-- Opening Marker --
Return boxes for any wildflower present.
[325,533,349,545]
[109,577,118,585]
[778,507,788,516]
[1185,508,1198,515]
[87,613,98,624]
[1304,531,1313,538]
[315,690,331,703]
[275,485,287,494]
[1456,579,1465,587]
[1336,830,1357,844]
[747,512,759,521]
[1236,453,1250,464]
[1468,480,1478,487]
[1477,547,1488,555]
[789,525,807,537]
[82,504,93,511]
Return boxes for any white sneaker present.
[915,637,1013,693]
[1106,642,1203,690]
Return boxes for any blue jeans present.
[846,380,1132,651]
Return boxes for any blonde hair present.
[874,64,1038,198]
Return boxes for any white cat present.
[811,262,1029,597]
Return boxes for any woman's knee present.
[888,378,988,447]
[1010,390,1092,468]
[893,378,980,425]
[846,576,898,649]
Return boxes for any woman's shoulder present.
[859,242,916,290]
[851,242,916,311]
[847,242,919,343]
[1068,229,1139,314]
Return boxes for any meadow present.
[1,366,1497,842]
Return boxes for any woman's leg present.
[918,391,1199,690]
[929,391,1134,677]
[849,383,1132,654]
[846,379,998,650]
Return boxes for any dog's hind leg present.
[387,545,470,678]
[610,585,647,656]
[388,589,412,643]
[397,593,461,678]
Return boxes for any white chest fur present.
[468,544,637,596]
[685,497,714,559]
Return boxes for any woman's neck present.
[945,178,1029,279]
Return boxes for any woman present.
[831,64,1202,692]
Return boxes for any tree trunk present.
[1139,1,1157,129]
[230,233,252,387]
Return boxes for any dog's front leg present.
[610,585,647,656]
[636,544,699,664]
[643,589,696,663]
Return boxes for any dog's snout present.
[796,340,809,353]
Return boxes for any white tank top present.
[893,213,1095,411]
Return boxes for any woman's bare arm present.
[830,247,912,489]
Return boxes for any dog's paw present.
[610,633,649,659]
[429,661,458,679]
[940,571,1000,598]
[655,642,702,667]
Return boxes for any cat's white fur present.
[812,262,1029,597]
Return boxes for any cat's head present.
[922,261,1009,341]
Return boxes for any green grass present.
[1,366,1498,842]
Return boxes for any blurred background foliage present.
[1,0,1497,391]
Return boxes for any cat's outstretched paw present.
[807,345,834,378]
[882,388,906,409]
-- Closing Marker --
_Your task_:
Please reproduce each entry above exactly as it reads.

_Written response_:
Return boxes for any wildflower present.
[325,533,349,545]
[109,577,118,585]
[778,507,788,516]
[1185,508,1198,515]
[87,613,98,624]
[1304,531,1313,538]
[315,690,331,703]
[275,485,287,494]
[1456,579,1465,587]
[1336,830,1357,844]
[747,512,759,521]
[1236,453,1250,464]
[1468,480,1478,487]
[1477,547,1488,555]
[789,525,807,537]
[82,504,93,511]
Return boxes for any white sneaker present.
[915,637,1013,693]
[1106,642,1203,690]
Return boxes for any blue jeans present.
[846,380,1132,651]
Return boxes for any blonde hair present.
[874,64,1038,198]
Return boxes for any white cat present.
[811,262,1029,597]
Return boxes for any woman's knee present.
[888,378,988,447]
[1010,390,1092,468]
[893,378,980,425]
[846,576,898,649]
Return boxes for any woman's shoulder present.
[859,242,916,290]
[851,242,916,311]
[847,242,919,343]
[1068,229,1139,314]
Return boxes for any meadow present.
[1,366,1497,842]
Return boxes for any woman's leg present.
[918,391,1199,690]
[929,391,1134,677]
[849,383,1132,654]
[846,379,998,650]
Return boxes for any dog's hind leg present.
[387,545,470,678]
[610,585,647,656]
[388,589,412,643]
[397,593,461,678]
Return boxes for any white chest fur present.
[468,544,637,596]
[685,497,714,559]
Return boxes for any woman's neck present.
[945,178,1029,279]
Return boxes for any woman present.
[831,64,1202,692]
Return boxes for any tree trunk present.
[1139,1,1157,129]
[230,233,252,387]
Return boxes for any dog's front leg present.
[610,585,647,656]
[636,544,699,664]
[643,589,696,663]
Return boxes for any dog's snout present.
[796,340,809,353]
Return boxes for any white tank top present.
[893,213,1095,411]
Return boxes for any woman's bare arm present.
[830,247,912,489]
Return boxes for any dog's paw present.
[610,633,649,659]
[429,661,458,679]
[940,571,1000,598]
[655,642,702,667]
Return boxes for any cat's white fur present.
[812,262,1029,597]
Return boxes for any cat's head present.
[922,261,1009,341]
Return boxes for any green grass present.
[1,366,1498,842]
Return boxes for any blurred background foliage present.
[1,0,1497,391]
Return boxes for any cat's outstretched paw present.
[807,345,834,378]
[882,388,906,409]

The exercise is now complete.